(SOURCE EXTRACT Opens)

1 Anonymous June 14, 2007 at 2:05 pm

“Realistically, if physicians had to pay to attend their own CME lectures, no one would go.”

Speaks for itself, doesn’t it?

Wow . . . just wow . . . what a sterling “profession” medicine has become.

2 Mike June 14, 2007 at 3:03 pm

I think if I go to every Grand Rounds at my hospital for a year (which is free) then I can satisfy my CME for the year.

So that is my plan.

Of course, Big Pharma probably pays for half of those speakers, so what can you do.

3 Chris, RN June 14, 2007 at 4:24 pm

Demand that hospital officials ban big Pharma from any freebies in the halls of your facility, that’s what you can do. Big Pharma’s influence over physicians is equivalent to lobbyists’ influence over elected officials.

My father was in politics and told me “politicians are like women who walk the streets and do favors for money.”

4 Anonymous June 14, 2007 at 6:36 pm

I swore off all “free” CME 4 years ago and only use CME that I pay for, on the grounds that he who pays the fiddler calls the tune and any “free” stuff in the end is nothing but progaganda. I must be some kind of freak because I payed for about 70 hours of category 1 last year. Mostly though puchased audio programs which is much cheaper than traveling to a meeting so I am still ahead.

5 Anonymous June 14, 2007 at 6:38 pm

If we are not adult enough to take responsibility for our own professional development-and to pay for our own pads and pens–then we have no right to expect autonomy as an independent profession.

(SOURCE EXTRACT Closes)

▸ EXERCISE PROMPT
Copy the passage of the comment thread on continuing medical education between "3 Chris, RN" and "am still ahead.", inclusive. The data below have nothing to do with the comment thread.

(SOURCE MATERIAL Opens)

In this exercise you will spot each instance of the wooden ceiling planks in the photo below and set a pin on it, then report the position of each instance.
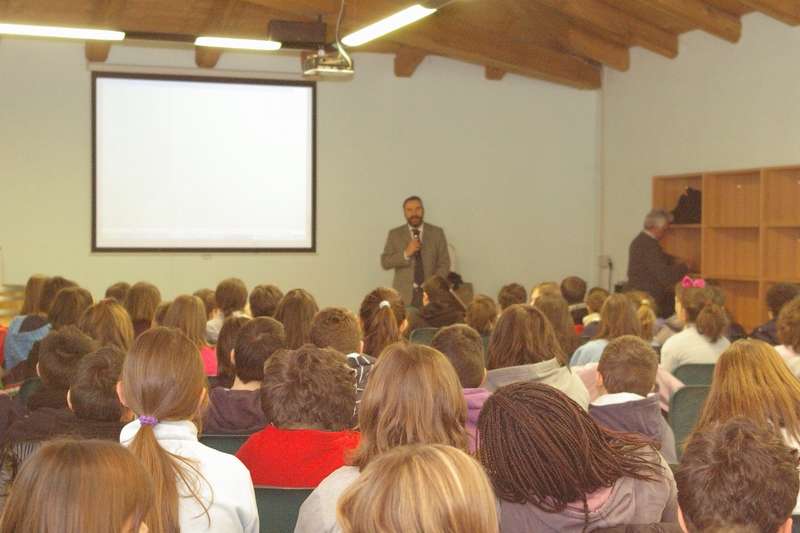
(563, 41)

(SOURCE MATERIAL Closes)

▸ SOLUTION TO THIS EXERCISE
3 Chris, RN June 14, 2007 at 4:24 pm

Demand that hospital officials ban big Pharma from any freebies in the halls of your facility, that’s what you can do. Big Pharma’s influence over physicians is equivalent to lobbyists’ influence over elected officials.

My father was in politics and told me “politicians are like women who walk the streets and do favors for money.”

4 Anonymous June 14, 2007 at 6:36 pm

I swore off all “free” CME 4 years ago and only use CME that I pay for, on the grounds that he who pays the fiddler calls the tune and any “free” stuff in the end is nothing but progaganda. I must be some kind of freak because I payed for about 70 hours of category 1 last year. Mostly though puchased audio programs which is much cheaper than traveling to a meeting so I am still ahead.